A block of data

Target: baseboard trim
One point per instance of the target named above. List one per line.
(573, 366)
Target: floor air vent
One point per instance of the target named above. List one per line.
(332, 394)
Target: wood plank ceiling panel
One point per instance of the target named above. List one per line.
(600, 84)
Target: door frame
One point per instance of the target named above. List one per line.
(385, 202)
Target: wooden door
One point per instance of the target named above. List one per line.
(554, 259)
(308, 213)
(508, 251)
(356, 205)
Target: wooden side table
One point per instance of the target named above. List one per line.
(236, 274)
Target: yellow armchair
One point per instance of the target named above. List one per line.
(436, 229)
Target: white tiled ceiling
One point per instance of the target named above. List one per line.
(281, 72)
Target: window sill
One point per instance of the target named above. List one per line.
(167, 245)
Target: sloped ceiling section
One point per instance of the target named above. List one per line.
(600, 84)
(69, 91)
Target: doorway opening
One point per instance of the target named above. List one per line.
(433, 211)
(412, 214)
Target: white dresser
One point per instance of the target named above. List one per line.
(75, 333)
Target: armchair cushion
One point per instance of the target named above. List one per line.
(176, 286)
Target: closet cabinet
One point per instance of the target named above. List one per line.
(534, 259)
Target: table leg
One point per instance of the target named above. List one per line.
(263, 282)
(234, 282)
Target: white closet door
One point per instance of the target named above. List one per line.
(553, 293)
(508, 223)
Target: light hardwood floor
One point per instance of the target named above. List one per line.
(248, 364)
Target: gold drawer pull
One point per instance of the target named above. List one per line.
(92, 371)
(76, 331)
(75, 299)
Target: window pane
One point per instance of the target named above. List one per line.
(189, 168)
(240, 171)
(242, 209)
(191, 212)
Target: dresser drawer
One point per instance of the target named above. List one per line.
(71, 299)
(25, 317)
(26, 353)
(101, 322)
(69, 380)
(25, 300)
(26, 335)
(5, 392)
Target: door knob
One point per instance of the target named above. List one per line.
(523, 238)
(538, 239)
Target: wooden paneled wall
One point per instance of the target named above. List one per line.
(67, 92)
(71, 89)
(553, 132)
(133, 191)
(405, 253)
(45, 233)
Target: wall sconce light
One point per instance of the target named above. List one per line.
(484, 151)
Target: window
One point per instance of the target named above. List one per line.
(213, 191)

---

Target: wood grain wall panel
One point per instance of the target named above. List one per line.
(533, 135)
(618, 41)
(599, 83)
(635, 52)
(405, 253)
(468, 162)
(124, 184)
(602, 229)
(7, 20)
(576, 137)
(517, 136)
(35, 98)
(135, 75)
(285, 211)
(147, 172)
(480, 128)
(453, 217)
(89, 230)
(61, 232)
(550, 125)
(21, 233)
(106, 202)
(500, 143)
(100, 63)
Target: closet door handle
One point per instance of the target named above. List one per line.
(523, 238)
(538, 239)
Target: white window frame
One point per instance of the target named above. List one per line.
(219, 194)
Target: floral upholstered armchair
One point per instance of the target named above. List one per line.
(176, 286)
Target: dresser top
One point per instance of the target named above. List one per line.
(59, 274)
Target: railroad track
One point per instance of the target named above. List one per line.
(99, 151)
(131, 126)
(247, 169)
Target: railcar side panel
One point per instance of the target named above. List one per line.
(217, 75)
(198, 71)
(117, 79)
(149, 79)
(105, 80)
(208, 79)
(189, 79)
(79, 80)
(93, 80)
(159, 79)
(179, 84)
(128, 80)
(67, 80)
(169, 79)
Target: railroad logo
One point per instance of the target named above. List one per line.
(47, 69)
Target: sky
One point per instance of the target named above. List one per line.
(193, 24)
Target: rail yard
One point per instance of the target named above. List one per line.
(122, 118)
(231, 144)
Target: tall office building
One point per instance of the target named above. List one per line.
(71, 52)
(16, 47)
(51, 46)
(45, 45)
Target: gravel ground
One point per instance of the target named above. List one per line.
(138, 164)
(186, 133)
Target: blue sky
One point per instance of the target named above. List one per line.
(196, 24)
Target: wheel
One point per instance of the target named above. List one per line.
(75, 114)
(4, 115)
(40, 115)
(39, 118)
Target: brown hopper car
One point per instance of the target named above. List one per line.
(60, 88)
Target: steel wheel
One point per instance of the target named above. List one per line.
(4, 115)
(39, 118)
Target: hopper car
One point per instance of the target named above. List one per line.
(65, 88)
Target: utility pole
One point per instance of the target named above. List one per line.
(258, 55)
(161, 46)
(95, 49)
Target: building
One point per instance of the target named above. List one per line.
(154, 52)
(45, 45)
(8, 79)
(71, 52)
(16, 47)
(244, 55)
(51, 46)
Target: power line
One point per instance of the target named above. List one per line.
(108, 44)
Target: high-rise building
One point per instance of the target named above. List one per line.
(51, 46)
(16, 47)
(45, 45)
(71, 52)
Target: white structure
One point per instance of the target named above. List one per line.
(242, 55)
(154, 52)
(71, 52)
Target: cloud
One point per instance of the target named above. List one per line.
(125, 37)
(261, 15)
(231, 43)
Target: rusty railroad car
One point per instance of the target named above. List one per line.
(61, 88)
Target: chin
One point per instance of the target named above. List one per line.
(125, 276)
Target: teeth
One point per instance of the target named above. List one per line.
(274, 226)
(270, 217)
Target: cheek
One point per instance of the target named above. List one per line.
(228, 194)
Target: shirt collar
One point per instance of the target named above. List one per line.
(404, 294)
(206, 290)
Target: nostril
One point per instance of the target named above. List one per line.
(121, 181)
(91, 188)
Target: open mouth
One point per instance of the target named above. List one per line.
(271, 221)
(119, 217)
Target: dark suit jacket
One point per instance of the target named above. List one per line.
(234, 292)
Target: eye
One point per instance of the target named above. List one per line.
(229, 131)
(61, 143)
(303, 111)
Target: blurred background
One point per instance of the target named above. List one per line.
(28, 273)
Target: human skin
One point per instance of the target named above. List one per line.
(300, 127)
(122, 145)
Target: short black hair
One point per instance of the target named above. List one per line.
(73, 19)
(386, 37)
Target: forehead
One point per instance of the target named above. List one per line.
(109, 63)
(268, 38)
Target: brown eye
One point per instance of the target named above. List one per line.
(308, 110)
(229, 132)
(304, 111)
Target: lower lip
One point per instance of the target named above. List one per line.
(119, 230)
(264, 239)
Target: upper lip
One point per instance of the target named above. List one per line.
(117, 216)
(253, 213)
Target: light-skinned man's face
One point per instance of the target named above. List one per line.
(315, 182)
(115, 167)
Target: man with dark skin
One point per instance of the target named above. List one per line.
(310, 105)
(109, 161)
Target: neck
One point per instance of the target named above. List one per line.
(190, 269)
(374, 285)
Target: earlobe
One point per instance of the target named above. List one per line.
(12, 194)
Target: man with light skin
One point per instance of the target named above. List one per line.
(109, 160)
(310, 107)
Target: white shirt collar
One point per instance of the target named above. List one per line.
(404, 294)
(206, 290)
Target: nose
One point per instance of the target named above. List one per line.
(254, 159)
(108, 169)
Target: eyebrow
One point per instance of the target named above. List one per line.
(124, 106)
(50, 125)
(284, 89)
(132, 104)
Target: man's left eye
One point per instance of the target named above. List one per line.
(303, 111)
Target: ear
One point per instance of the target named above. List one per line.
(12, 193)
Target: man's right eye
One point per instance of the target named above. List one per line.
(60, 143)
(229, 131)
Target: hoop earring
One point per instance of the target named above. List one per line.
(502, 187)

---

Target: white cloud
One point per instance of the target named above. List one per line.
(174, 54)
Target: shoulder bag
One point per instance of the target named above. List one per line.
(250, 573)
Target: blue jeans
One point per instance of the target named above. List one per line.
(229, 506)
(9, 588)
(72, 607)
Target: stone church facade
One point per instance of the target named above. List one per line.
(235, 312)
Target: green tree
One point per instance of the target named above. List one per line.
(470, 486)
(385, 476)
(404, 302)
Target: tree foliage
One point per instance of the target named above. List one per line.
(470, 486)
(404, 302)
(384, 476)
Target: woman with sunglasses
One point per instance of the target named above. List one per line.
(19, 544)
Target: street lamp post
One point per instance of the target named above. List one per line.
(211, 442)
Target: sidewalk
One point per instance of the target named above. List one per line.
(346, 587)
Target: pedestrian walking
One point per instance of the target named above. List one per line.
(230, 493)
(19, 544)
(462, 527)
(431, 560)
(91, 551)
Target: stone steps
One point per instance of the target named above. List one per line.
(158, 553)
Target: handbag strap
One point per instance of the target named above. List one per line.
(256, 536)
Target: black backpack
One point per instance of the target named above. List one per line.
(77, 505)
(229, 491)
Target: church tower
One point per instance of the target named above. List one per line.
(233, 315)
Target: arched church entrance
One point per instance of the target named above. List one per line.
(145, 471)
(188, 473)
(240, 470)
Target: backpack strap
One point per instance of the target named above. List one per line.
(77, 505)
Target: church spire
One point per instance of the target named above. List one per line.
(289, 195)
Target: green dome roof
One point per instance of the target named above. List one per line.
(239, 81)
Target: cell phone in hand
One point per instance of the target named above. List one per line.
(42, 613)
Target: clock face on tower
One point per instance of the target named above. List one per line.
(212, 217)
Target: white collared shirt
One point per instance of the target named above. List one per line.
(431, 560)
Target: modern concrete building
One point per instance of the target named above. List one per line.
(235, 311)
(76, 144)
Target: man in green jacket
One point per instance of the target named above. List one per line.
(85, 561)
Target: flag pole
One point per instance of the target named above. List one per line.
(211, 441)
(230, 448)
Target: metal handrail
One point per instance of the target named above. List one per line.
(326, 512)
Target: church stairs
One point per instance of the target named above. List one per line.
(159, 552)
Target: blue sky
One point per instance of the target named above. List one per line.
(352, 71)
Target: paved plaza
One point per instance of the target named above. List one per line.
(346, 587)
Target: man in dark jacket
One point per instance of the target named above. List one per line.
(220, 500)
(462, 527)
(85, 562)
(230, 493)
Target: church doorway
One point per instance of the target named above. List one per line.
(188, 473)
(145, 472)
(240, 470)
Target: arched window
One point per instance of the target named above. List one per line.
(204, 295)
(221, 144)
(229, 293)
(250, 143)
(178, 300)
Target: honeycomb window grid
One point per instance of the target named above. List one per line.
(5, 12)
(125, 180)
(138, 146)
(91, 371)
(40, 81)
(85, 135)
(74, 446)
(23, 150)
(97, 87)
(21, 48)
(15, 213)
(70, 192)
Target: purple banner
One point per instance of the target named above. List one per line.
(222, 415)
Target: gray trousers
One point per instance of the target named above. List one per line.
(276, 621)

## WRITTEN TASK
Which lines in the entries contain the string "arched" with the same capitalization? Extract each of those lines.

## ANSWER FOR THIS EXERCISE
Target: arched church entrance
Target: arched window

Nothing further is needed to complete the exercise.